* [JOB] Render every line of the data below as a Markdown table with the columns "Row" and "Line", numbering each row and leaving out blank lines.

[Excerpts of labeled region data]
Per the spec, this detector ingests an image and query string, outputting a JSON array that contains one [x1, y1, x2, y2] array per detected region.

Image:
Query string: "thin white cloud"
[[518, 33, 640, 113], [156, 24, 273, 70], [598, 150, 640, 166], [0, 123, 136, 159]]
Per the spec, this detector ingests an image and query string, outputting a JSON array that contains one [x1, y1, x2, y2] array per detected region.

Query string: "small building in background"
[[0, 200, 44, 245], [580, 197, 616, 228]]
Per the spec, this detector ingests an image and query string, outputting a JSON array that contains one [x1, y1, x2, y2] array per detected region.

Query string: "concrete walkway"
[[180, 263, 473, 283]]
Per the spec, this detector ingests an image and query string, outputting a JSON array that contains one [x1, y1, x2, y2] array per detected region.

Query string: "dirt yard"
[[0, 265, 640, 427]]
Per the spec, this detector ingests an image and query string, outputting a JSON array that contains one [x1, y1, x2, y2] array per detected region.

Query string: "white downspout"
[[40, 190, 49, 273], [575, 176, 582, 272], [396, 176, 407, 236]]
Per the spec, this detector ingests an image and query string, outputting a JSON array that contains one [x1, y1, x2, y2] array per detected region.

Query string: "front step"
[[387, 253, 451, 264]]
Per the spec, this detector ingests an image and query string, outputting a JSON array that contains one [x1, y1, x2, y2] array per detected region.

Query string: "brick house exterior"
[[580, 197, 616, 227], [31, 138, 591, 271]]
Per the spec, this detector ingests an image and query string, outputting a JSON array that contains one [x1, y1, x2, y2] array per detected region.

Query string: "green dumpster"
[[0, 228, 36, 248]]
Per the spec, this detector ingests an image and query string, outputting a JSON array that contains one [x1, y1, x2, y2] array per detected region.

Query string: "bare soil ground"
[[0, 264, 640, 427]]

* [ANSWER TO THIS EXERCISE]
| Row | Line |
|---|---|
| 1 | Per the spec, this detector ingests an image and query string, outputting a JSON array that contains one [x1, y1, x2, y2] array per detected region. |
| 2 | Image: |
| 3 | Query string: "thin white cloud" |
| 4 | [[518, 33, 640, 113], [156, 24, 273, 70], [598, 150, 640, 166], [0, 123, 136, 159]] |
| 5 | Per the spec, this detector ingests an image and query string, outputting a JSON array that contains one [x1, y1, x2, y2] array per detected region. |
| 6 | Query string: "small building in background" |
| 7 | [[0, 200, 44, 245], [580, 197, 616, 228]] |
| 8 | Per the spec, this detector ingests an image and query string, outputting a JSON array that contains one [x1, y1, x2, y2] array per detected region. |
| 9 | Query string: "concrete walkway" |
| 10 | [[180, 263, 473, 283]] |
| 11 | Per the spec, this detector ingests an image and query string, outputting a JSON array that contains one [x1, y1, x2, y2] array per detected region. |
| 12 | Query string: "dirt yard" |
| 13 | [[0, 265, 640, 427]] |
| 14 | Per the spec, this detector ingests an image and query string, outputting a JSON array that contains one [x1, y1, x2, y2] array per detected region. |
| 15 | Query string: "white downspout" |
| 16 | [[40, 190, 49, 273], [575, 176, 582, 272], [396, 176, 407, 236]] |
| 17 | Per the spec, this detector ingests an image and query string, outputting a JSON array that contains one [x1, y1, x2, y2] array per detected region. |
| 18 | Query string: "front step" |
| 19 | [[387, 253, 451, 264]] |
| 20 | Per the spec, this detector ingests an image and query string, outputting a JSON array that contains one [x1, y1, x2, y2] array per detected region. |
| 21 | Query string: "brick house exterior" |
| 22 | [[580, 197, 616, 227], [31, 138, 591, 271]] |
| 23 | Per the spec, this detector ingests an image and query string, outputting a JSON array that contains one [x1, y1, x2, y2] array per detected region. |
| 24 | Query string: "green dumpster" |
| 25 | [[0, 228, 36, 248]] |
| 26 | Per the spec, this detector ingests an image and query string, outputting a JSON array that contains one [x1, y1, x2, y2] array per detected region. |
| 27 | Query string: "bare soil ground" |
| 28 | [[0, 264, 640, 427]] |